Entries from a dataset

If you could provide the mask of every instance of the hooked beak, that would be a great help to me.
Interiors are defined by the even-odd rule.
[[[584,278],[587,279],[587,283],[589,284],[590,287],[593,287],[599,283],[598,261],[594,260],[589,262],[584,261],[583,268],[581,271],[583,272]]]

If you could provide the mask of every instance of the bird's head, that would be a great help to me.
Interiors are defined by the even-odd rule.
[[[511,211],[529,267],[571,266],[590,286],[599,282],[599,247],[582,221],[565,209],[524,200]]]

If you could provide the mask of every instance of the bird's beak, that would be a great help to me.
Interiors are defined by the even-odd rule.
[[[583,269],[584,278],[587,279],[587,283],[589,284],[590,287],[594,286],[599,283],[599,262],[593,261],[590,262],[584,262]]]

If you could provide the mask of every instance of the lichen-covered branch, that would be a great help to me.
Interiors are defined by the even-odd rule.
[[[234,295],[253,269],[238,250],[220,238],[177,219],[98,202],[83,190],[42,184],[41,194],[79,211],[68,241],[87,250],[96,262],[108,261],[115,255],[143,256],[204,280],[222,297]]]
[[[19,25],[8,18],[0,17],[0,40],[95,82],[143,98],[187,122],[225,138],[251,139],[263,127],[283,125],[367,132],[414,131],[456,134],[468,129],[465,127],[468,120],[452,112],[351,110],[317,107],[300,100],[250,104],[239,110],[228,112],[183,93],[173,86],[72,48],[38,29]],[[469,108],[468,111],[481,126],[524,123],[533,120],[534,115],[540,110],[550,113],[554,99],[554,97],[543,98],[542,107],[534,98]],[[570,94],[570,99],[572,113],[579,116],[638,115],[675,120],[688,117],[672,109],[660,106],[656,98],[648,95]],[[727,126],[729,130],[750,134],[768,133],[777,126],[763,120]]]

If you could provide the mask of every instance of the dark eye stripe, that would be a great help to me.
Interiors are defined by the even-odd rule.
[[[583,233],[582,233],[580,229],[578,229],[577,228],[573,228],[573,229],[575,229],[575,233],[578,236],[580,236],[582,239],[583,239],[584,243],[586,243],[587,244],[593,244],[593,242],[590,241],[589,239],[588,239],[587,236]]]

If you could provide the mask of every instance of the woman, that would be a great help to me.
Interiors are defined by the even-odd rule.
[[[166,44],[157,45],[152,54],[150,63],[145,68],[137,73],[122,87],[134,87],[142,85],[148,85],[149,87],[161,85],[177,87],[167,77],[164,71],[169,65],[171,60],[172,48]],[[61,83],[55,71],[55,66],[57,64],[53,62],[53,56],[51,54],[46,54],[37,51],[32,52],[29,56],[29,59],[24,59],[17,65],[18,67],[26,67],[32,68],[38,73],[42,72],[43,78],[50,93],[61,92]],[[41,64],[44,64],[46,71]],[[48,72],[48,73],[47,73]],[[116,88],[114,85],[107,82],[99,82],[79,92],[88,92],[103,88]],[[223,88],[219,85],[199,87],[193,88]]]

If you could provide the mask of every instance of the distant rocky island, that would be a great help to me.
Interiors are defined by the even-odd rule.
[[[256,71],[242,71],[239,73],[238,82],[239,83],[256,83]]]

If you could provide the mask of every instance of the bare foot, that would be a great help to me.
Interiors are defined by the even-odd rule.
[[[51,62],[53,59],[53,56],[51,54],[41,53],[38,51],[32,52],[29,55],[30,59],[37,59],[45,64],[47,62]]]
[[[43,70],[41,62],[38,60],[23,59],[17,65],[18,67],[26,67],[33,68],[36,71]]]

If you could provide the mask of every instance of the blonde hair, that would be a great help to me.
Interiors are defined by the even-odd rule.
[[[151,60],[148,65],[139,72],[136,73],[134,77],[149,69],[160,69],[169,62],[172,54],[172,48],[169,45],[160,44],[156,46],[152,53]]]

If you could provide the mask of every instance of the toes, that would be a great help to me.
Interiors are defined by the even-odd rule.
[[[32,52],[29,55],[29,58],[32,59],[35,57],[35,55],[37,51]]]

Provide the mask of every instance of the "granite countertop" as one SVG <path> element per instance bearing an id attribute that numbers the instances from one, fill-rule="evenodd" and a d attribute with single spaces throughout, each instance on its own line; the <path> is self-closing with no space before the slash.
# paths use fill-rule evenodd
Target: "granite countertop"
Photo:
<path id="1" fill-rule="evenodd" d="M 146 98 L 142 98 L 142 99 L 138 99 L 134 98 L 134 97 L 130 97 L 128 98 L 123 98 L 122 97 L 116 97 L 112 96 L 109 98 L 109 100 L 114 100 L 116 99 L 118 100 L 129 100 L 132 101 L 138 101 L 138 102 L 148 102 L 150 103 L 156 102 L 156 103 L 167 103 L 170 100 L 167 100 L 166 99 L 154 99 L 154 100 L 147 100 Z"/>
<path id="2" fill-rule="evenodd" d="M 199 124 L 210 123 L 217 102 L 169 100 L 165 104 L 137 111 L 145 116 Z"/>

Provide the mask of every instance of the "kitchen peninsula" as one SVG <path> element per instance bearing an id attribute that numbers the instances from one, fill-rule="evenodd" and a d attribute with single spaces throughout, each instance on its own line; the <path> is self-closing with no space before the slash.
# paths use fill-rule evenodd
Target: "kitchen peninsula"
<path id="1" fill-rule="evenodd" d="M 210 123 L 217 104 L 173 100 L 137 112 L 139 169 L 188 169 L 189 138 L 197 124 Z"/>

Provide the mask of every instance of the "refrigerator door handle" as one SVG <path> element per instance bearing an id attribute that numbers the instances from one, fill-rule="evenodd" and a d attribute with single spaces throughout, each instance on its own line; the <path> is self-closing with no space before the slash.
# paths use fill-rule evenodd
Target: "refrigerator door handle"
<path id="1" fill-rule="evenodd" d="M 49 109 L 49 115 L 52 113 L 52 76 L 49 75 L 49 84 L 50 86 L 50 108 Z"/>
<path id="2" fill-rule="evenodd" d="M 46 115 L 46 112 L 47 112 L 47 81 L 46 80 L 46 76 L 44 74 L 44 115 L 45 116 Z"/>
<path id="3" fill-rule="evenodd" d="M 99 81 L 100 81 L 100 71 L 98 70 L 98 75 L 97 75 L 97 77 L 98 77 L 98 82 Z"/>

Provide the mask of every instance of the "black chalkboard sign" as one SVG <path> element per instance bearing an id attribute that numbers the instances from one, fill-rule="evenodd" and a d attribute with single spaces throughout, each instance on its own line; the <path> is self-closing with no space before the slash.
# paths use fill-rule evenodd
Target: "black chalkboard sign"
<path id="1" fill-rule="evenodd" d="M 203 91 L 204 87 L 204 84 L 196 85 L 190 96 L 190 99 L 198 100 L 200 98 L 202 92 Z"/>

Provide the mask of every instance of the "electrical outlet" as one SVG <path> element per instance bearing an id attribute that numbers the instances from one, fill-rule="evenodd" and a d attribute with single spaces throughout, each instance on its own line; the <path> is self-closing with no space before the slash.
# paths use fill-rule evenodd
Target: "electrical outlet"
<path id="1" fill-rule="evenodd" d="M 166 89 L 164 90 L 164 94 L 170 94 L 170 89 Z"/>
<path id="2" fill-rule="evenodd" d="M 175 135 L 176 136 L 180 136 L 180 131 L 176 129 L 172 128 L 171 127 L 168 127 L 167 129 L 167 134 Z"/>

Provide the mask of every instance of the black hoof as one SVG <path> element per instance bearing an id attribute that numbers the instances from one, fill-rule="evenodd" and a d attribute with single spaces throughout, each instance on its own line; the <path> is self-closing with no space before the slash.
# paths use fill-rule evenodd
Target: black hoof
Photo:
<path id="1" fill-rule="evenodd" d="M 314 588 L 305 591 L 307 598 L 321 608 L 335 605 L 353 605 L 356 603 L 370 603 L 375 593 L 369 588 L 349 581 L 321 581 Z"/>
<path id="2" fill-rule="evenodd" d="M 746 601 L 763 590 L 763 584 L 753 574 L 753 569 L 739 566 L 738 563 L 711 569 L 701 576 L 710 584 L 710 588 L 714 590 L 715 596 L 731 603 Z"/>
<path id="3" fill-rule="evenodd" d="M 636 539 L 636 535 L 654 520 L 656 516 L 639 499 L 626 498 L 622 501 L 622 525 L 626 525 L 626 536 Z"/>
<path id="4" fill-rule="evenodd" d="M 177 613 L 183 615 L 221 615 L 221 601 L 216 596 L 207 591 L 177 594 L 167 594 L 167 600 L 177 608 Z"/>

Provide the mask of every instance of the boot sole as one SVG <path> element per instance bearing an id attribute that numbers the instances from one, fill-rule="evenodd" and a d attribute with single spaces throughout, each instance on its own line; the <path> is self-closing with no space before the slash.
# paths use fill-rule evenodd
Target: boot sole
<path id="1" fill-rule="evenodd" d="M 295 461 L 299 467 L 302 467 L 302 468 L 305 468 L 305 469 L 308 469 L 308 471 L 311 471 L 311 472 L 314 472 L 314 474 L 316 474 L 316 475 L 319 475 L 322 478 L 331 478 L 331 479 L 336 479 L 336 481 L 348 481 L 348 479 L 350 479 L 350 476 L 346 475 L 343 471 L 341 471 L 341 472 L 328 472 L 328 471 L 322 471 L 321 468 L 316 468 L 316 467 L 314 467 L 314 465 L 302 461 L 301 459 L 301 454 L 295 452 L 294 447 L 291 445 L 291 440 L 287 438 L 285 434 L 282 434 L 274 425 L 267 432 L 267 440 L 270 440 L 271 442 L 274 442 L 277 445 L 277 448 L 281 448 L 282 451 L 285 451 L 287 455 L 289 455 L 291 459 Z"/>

(Given instruction) Each line from the one containing "Provide the mask of every instance of the boot" to the end of the listing above should be copied exactly, and nothing else.

(Exercise answer)
Provide the mask of every instance of the boot sole as one SVG <path> element per instance bearing an id attribute that numbers the instances from one, fill-rule="evenodd" and a d attribute with single spaces throughout, each instance on its own line; the <path> is self-closing with no space before the slash.
# paths use fill-rule evenodd
Target: boot sole
<path id="1" fill-rule="evenodd" d="M 295 461 L 299 467 L 302 467 L 302 468 L 305 468 L 305 469 L 308 469 L 308 471 L 311 471 L 311 472 L 314 472 L 314 474 L 316 474 L 316 475 L 319 475 L 322 478 L 331 478 L 331 479 L 336 479 L 336 481 L 348 481 L 348 479 L 350 479 L 350 476 L 346 475 L 343 471 L 341 471 L 341 472 L 328 472 L 328 471 L 322 471 L 321 468 L 316 468 L 316 467 L 314 467 L 314 465 L 302 461 L 301 459 L 301 454 L 295 452 L 294 447 L 291 445 L 291 440 L 287 438 L 285 434 L 282 434 L 274 425 L 267 432 L 267 440 L 270 440 L 271 442 L 274 442 L 277 445 L 277 448 L 281 448 L 282 451 L 285 451 L 287 455 L 289 455 L 291 459 Z"/>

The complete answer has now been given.